**Ordem de trabalho A**
Reescreva em forma de lista, mais curta, o parágrafo do trecho fornecido que começa com "O apóstolo anuncia que no fim", mantendo seus fatos principais.
**Ordem de trabalho B**
Reproduza o trecho fornecido, da passagem "Ficam abertas perguntas: O" até "a nossa alegria.", substituindo "falecidos" por "mortos".
**Ordem de trabalho C**
Liste, na ordem em que aparecem, todas as frases interrogativas do trecho fornecido.

───── Trecho fornecido ─────

O apóstolo anuncia que no fim, na vinda de Cristo, além da ressurreição dos mortos vai acontecer um novo ato criador, não menos maravilhoso do que a criação de nossa vida terrena: A transformação de nosso corpo. Concordamos que este nosso corpo terreno e frágil. Concordamos que não vale muito. Aprendemos, no entanto, que Deus o valoriza. O apóstolo Paulo, p. ex., afirma que deve ser um templo do Espírito Santo. Então já nesta vida acontece uma santificação, quando no corpo podemos servir ao Senhor. Mas esperamos mais: A transformação para participar do convívio celestial eterno com um corpo igual ao do Senhor em gloria. Isto acontecerá no dia da ressurreição, quando Cristo voltar.
Ficam abertas perguntas: O que é feito dos falecidos até que o Senhor vem? Será que tem uma existência consciente conforme alegam por aí? Contra isso devemos perguntar: Será que importa saber mais do que o texto anuncia? Será que não basta saber que Deus nos ama e não nos deixa, nem mesmo na morte? Assim sendo podemos recomendar os nossos falecidos, e a nós mesmos, as mãos de Deus-Pai. Assim aguardaremos com alegre esperança o nosso Salvador dos céus. Pensar no futuro então é sinônimo de pensar no Cristo que vem para completar a nossa alegria.

───── Trechos da listagem ─────

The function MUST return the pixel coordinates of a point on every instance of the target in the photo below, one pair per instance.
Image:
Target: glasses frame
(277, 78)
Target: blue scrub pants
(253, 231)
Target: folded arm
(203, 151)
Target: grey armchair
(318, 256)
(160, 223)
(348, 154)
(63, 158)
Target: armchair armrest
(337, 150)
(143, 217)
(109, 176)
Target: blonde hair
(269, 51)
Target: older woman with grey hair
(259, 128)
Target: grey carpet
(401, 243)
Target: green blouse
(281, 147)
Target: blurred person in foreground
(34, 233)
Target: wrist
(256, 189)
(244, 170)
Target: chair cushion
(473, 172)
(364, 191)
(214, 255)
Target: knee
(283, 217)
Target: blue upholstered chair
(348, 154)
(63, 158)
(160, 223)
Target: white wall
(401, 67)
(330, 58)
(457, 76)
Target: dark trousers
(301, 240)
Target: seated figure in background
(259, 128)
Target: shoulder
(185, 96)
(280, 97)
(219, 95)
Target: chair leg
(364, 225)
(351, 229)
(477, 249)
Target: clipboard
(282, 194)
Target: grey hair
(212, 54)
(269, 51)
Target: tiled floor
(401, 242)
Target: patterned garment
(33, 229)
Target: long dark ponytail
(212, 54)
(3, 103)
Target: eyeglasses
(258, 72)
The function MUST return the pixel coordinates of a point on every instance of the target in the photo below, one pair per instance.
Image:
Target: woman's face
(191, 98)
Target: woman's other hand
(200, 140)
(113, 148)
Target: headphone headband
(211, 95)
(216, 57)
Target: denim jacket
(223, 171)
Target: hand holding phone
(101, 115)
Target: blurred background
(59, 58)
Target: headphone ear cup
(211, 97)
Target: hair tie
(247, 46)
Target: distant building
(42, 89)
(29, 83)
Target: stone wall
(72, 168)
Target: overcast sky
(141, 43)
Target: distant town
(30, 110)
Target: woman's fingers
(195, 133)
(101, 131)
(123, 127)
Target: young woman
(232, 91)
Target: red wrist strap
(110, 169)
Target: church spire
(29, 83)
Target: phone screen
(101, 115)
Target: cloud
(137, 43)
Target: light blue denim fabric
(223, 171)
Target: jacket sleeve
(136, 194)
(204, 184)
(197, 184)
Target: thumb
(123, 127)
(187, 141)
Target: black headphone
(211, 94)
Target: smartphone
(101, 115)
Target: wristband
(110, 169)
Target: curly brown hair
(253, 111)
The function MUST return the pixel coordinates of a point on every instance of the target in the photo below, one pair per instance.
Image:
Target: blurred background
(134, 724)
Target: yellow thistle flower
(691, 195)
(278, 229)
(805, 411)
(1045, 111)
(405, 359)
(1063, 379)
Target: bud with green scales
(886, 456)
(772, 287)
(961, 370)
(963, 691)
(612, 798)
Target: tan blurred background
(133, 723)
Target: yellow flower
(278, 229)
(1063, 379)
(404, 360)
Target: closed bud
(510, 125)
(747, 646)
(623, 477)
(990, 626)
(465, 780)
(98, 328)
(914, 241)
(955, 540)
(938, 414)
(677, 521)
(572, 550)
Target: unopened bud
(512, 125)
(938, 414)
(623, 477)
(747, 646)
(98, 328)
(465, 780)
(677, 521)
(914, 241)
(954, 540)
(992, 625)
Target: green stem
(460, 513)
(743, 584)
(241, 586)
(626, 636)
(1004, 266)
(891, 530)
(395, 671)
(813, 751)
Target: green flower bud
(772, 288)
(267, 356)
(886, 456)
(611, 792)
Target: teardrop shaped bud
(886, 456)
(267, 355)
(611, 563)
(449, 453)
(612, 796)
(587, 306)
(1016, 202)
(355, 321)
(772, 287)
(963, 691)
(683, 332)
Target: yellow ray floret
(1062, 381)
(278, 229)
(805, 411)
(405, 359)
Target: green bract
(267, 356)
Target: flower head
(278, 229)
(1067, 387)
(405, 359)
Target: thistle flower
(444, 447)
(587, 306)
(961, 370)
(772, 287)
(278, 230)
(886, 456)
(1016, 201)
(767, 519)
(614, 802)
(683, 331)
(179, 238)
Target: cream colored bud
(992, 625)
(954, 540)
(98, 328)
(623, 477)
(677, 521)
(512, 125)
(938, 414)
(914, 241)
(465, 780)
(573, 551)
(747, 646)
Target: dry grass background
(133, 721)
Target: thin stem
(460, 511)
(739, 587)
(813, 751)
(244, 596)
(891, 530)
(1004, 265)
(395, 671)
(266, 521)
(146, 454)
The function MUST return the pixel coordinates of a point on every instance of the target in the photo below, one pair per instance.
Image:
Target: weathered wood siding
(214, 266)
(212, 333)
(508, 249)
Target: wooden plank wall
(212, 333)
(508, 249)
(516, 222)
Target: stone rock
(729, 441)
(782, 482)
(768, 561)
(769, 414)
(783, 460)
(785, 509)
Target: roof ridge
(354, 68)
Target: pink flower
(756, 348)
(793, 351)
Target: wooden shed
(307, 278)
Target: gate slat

─────

**Resultado A**
- Na vinda de Cristo, além da ressurreição dos mortos, acontecerá um novo ato criador: a transformação do nosso corpo.
- O corpo terreno é frágil e parece valer pouco, mas Deus o valoriza; o apóstolo Paulo afirma que ele deve ser templo do Espírito Santo.
- Já nesta vida há santificação, quando servimos ao Senhor no corpo.
- Espera-se, porém, mais: a transformação num corpo igual ao do Senhor em glória, para o convívio celestial eterno.
- Isso acontecerá no dia da ressurreição, quando Cristo voltar.

**Resultado B**
Ficam abertas perguntas: O que é feito dos mortos até que o Senhor vem? Será que tem uma existência consciente conforme alegam por aí? Contra isso devemos perguntar: Será que importa saber mais do que o texto anuncia? Será que não basta saber que Deus nos ama e não nos deixa, nem mesmo na morte? Assim sendo podemos recomendar os nossos mortos, e a nós mesmos, as mãos de Deus-Pai. Assim aguardaremos com alegre esperança o nosso Salvador dos céus. Pensar no futuro então é sinônimo de pensar no Cristo que vem para completar a nossa alegria.

**Resultado C**
1. O que é feito dos falecidos até que o Senhor vem?
2. Será que tem uma existência consciente conforme alegam por aí?
3. Será que importa saber mais do que o texto anuncia?
4. Será que não basta saber que Deus nos ama e não nos deixa, nem mesmo na morte?